* Data for this task:
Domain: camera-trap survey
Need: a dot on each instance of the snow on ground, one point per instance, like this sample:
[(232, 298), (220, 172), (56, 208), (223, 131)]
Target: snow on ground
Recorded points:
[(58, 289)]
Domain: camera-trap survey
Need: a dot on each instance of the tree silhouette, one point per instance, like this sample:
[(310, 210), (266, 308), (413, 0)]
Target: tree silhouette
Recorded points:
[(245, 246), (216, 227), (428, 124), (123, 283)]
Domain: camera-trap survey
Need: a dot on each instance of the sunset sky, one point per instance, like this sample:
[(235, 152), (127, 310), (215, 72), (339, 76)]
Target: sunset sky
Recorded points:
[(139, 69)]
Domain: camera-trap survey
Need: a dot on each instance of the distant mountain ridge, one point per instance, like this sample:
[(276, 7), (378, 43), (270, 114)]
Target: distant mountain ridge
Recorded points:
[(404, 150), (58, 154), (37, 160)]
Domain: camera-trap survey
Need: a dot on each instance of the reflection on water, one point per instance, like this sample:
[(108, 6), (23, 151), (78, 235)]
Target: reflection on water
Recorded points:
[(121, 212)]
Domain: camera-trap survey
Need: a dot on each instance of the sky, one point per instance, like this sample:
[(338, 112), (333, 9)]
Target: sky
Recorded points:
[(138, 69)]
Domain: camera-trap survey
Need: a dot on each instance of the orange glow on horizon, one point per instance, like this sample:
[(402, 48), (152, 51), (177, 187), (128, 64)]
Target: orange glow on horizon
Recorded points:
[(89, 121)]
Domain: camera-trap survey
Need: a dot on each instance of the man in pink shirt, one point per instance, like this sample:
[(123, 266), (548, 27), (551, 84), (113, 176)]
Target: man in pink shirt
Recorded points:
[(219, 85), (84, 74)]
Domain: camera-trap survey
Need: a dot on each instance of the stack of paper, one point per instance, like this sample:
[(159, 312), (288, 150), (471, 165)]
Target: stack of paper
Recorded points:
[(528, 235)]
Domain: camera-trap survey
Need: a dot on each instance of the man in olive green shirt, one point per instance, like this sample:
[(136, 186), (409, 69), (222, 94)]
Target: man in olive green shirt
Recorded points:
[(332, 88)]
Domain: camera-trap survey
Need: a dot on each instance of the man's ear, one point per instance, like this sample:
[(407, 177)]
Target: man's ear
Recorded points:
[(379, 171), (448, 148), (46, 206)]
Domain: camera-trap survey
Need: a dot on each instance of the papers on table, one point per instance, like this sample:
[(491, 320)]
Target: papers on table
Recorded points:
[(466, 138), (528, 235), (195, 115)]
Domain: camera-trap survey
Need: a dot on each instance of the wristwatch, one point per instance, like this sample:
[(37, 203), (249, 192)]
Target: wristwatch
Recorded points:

* Written task:
Convert every line of the entries above into a numbered list, leaving out any blank lines.

* Reply:
1. Domain: camera-trap survey
2. Need: a dot on each instance of the snow on ground, one point per instance, like this sample:
3. [(232, 298), (220, 172), (56, 208), (223, 131)]
4. Target: snow on ground
5. Recorded points:
6. [(58, 289)]
7. Domain: camera-trap survey
8. Need: a dot on each instance of the tree silhouette, one point per instance, like this sample:
9. [(310, 210), (266, 308), (413, 0)]
10. Target: tree silhouette
11. Recorded points:
12. [(245, 246), (216, 227), (428, 124), (123, 283)]
13. Domain: camera-trap survey
14. Need: a dot on each instance of the sunset sky, one point per instance, like this sample:
15. [(235, 152), (127, 310), (215, 72), (339, 76)]
16. Target: sunset sky
17. Recorded points:
18. [(139, 69)]
19. Domain: camera-trap survey
20. Need: a dot on each instance of the distant mountain ridge, one point per instance, like this sample:
21. [(276, 7), (378, 43), (270, 114)]
22. Target: distant mountain ridge
23. Recorded points:
24. [(404, 150), (58, 154), (37, 160)]
25. Domain: camera-trap survey
26. Need: a dot on each instance of the reflection on water, one point per instance, like this sample:
27. [(108, 6), (23, 151), (78, 235)]
28. Target: reflection on water
29. Recorded points:
30. [(121, 212)]
31. Domain: camera-trap survey
32. Need: a dot on each instance of the sky, one point per instance, like this sample:
33. [(338, 112), (333, 9)]
34. Target: sky
35. Recorded points:
36. [(138, 69)]
37. Domain: camera-trap survey
38. Need: a dot on each instance of the orange glow on horizon, one point per instance, like this sample:
39. [(402, 48), (152, 51), (177, 187), (128, 64)]
40. Target: orange glow on horizon
41. Recorded points:
42. [(89, 121)]
43. Domain: camera-trap survey
44. Need: a dot on each instance of the man in pink shirt, one point per instance, like this sample:
45. [(123, 266), (548, 27), (551, 84), (113, 176)]
46. Target: man in pink shirt
47. Recorded points:
48. [(219, 85), (84, 74)]
49. Domain: camera-trap survey
50. Need: a dot on each instance of the stack of paper, one point per instance, like this sample:
51. [(159, 312), (288, 150), (471, 165)]
52. Target: stack of paper
53. Recorded points:
54. [(528, 235)]
55. Domain: camera-trap survey
56. Need: a dot on each instance of the man in olive green shirt, one point per instance, like this sample:
57. [(136, 186), (409, 69), (222, 94)]
58. Target: man in olive green shirt
59. Recorded points:
60. [(332, 88)]
61. Domain: camera-trap survey
62. Need: a dot on each instance of the man's ear, one point per instance, like this sample:
63. [(407, 177)]
64. Target: man's ear
65. Recorded points:
66. [(379, 171), (448, 148), (46, 206)]
67. Domain: camera-trap survey
68. Need: a dot on each instance of the papers on table, one point per instance, like this sample:
69. [(491, 320)]
70. Target: papers on table
71. Recorded points:
72. [(466, 138), (528, 235), (195, 115)]
73. Domain: camera-trap survey
74. Need: a dot on each instance of the wristwatch, one point per instance, like this sample:
75. [(37, 203), (249, 192)]
76. Target: wristwatch
77. Recorded points:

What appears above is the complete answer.